Cirurgia custaria centavos na saúde suplementar – Um Estudo de Impacto Orçamentário feito pela SBCBM apresentado para a Agência Nacional de Saúde Suplementar (ANS) em 2019, que visava a incorporação da cirurgia para o diabetes tipo 2 no rol de procedimentos obrigatórios, estimou que o procedimento custaria 10 centavos por mês aos usuários de planos de saúde. Técnicos da agência refizeram os cálculos e encontraram 18 centavos por usuário, apesar de se basearem em estudos oriundos dos próprios planos de saúde que tem se posicionado contrários à incorporação.
“Os novos medicamentos são caros, a cirurgia a curto prazo também é cara, mas com a cirurgia ela dura muitas vezes a vida toda, então ao longo da vida do paciente a cirurgia é na verdade barata. Portanto, precisamos considerar o custo a longo prazo dessas terapias, pois a longo prazo elas geralmente são muito mais baratas”, explica Valezi.
Pesquisas comprovam a eficácia do tratamento cirúrgico – Segundo o coordenador do Centro Especializado em Obesidade e Diabetes do Hospital Oswaldo Cruz e presidente eleito da IFSO (Federação Internacional de Cirurgia da Obesidade e Distúrbios Metabólicos, na tradução do inglês), Ricardo Cohen, estudos e pesquisas firmam o tratamento cirúrgico da obesidade e do diabetes como opções seguras e eficazes. Uma das principais pesquisas de Cohen envolve o acompanhamento por 5 anos de um grupo de 100 pacientes, sendo que 50 foram submetidos à cirurgia metabólica e a outra metade teve acesso aos medicamentos mais modernos e eficazes disponíveis para o tratamento clínico do diabetes.
Publicado na revista científica The Lancet em 2022, o estudo aponta que a cirurgia metabólica apresenta melhores resultados na perda de peso, controle glicêmico e qualidade de vida se comparado aos pacientes que tiveram acesso aos melhores e mais eficazes medicamentos disponíveis após cinco anos de acompanhamento. O controle da doença renal crônica causada pelo Diabetes Tipo 2, foco do estudo, teve resultados altamente eficazes e semelhantes nos dois grupos que participaram do estudo.

*Dados disponíveis*.
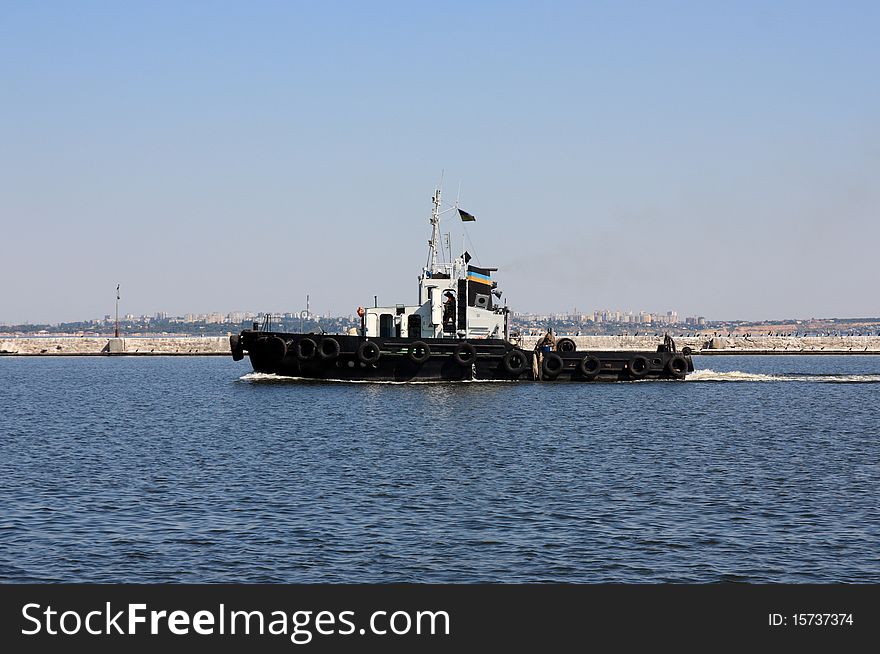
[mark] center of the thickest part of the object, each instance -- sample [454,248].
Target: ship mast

--

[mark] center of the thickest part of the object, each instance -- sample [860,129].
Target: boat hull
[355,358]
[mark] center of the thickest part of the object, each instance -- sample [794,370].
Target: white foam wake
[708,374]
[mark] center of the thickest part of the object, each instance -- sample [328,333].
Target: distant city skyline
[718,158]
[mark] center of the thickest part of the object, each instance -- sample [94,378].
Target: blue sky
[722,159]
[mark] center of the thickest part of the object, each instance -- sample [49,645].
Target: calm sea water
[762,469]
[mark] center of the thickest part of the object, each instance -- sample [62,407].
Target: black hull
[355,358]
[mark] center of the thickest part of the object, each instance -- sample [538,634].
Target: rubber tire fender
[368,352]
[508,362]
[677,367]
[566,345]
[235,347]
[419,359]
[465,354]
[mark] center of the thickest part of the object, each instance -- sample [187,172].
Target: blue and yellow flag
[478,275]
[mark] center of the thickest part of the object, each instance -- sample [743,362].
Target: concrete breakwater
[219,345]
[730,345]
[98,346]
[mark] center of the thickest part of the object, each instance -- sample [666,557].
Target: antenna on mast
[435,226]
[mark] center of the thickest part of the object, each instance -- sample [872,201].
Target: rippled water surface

* * *

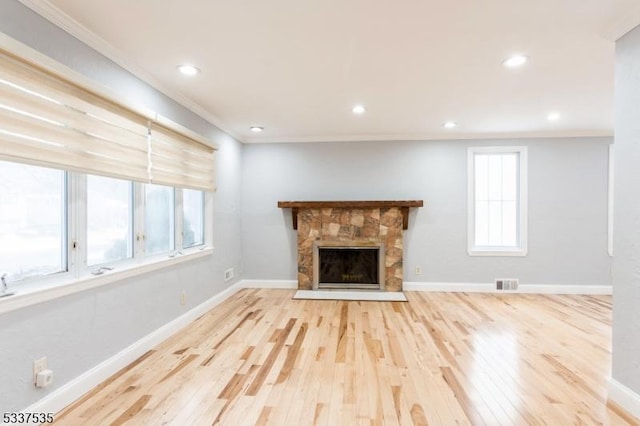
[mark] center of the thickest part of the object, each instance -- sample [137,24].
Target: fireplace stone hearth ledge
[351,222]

*Problemas e tarefas*.
• a. Reproduza fielmente o trecho do texto sobre a cirurgia metabólica que começa em "Cirurgia custaria centavos" e termina em "contrários à incorporação.".
• b. Segundo o texto sobre a cirurgia metabólica, quanto os técnicos da ANS encontraram por usuário ao refazer os cálculos do custo do procedimento?
• c. Resuma o texto sobre a cirurgia metabólica em duas frases.
Responda com base somente no texto sobre a cirurgia metabólica.

*Soluções dos problemas*.
• a.
Cirurgia custaria centavos na saúde suplementar – Um Estudo de Impacto Orçamentário feito pela SBCBM apresentado para a Agência Nacional de Saúde Suplementar (ANS) em 2019, que visava a incorporação da cirurgia para o diabetes tipo 2 no rol de procedimentos obrigatórios, estimou que o procedimento custaria 10 centavos por mês aos usuários de planos de saúde. Técnicos da agência refizeram os cálculos e encontraram 18 centavos por usuário, apesar de se basearem em estudos oriundos dos próprios planos de saúde que tem se posicionado contrários à incorporação.

• b. Os técnicos da ANS encontraram 18 centavos por usuário.

• c. Um estudo da SBCBM apresentado à ANS em 2019 estimou que incluir a cirurgia para o diabetes tipo 2 no rol de procedimentos obrigatórios custaria 10 centavos por mês aos usuários de planos de saúde, e técnicos da agência chegaram a 18 centavos. Um estudo de Ricardo Cohen publicado na The Lancet em 2022 acompanhou 100 pacientes por cinco anos e indica que a cirurgia metabólica teve melhores resultados em perda de peso, controle glicêmico e qualidade de vida do que os medicamentos mais eficazes disponíveis.